Output every line of the rows below as a JSON list of strings, one string per line, with blank lines omitted and the pictures left out.

*** GIVEN INFORMATION

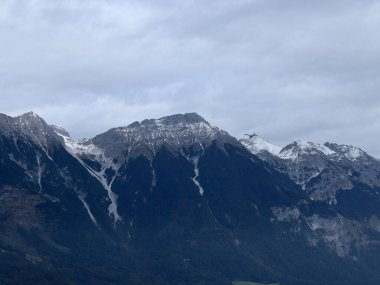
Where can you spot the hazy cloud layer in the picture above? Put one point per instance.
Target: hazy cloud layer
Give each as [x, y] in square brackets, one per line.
[284, 69]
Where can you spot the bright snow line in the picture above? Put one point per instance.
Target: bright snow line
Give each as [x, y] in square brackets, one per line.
[195, 161]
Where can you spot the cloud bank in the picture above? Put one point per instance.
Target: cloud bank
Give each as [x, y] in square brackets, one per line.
[284, 69]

******

### RESULT OF THIS EXERCISE
[
  "Where can you spot the hazy cloud layer in the picture above? Put one point per instance.",
  "Target: hazy cloud layer",
  "Give each as [x, y] in square brackets, one per line.",
  "[284, 69]",
  "Where can you spot the bright snow line in the picture above? Put one point per instance.",
  "Target: bright snow line",
  "Give each as [x, y] in square brackets, one per line.",
  "[195, 161]",
  "Where can you spot the cloud bank in the picture above? Put one point per instance.",
  "Target: cloud bank",
  "Give each as [x, y] in square brackets, one per line.",
  "[284, 69]"
]